## Start Document segment

[ale] Looking for backup solution.

Jim ale_nospam at fayettedigital.com
Fri Jun 9 10:18:16 EDT 2006


Back when I was using tape, I usually made the device 664 and changed 
group to tape, if it wasn't already.  Then I added uses to the tape 
group that needed tape access.  However this is writing to a big disk 
partition only. 

Jim.
James P. Kinney III wrote:
> On Fri, 2006-06-09 at 07:00 -0400, Jim wrote:
>   
>> Thanks for all the suggestions.  I started to implement an rvm solution 
>> but the documentation left me with a lot of questions.  I decided to go 
>> back to bacula to see if I could figure it out one more time.  What 
>> finally worked was running bacula-sd as root.  For some strange reason 
>> running as bacula/tape quit working even though the disk volume that I 
>> was writing to was owned by bacula/tape.  I even set the directory 
>> permissions to 777 but no way would the sd write to it.  I suspect I 
>> shouldn't be running sd as root, but it works and I'm happy with it.
>>     
>
> I'm pretty sure running sd as root is a normal thing. It has to actually
> touch the tape device in the same way that mt does. The only other way
> would be to setup a tape user and make them a member of the disk group.
> The disk group has rw on the actual nst* devices.

## End Document segment

Work instructions: List every software program or command that the mailing-list post names.

## Start Information supplied

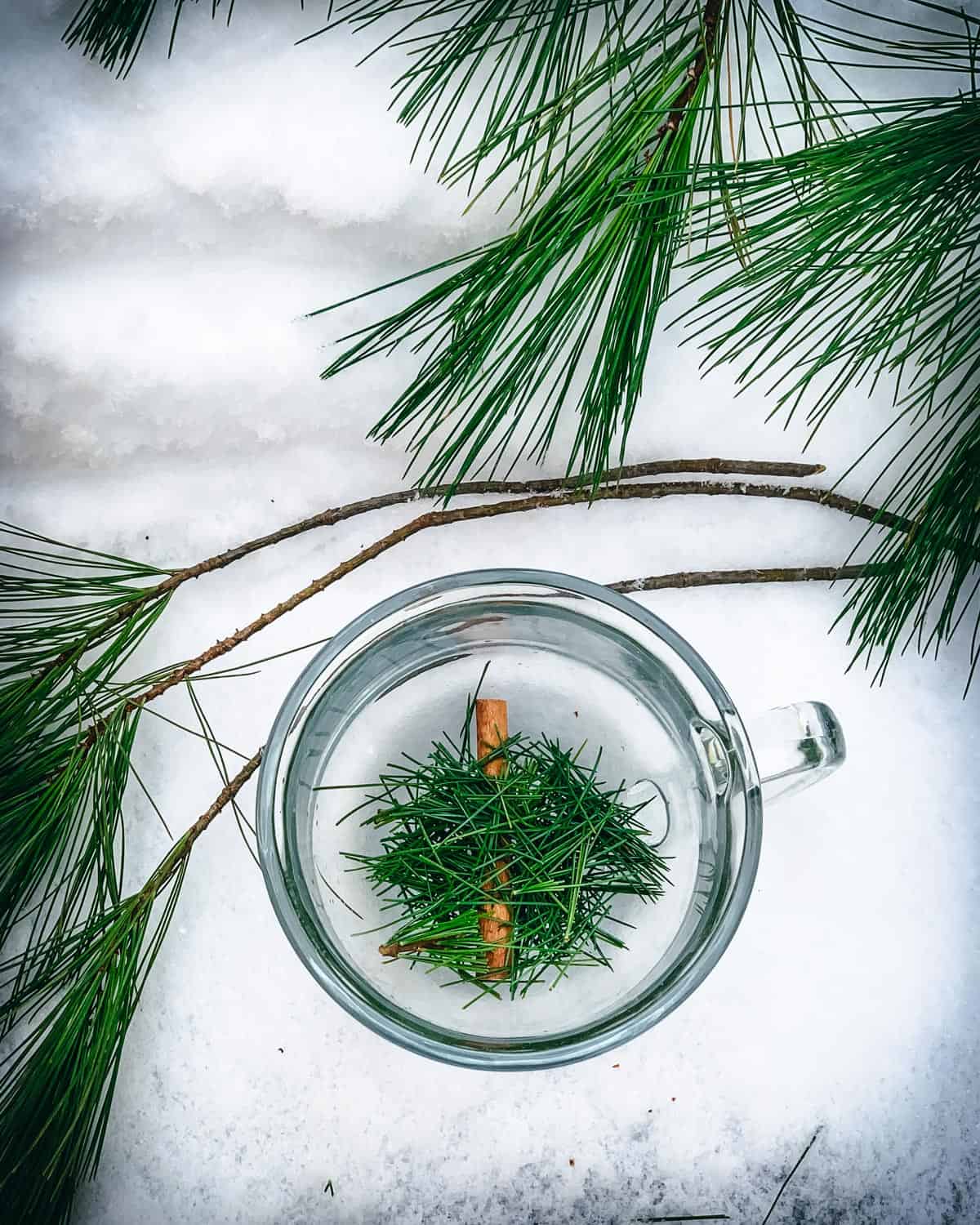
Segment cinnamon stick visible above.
[477,697,511,980]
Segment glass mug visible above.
[257,570,845,1070]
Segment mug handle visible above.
[746,702,848,804]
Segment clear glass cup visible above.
[257,570,845,1070]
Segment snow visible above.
[0,0,980,1225]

## End Information supplied

Task solution: rvm, bacula, bacula-sd, mt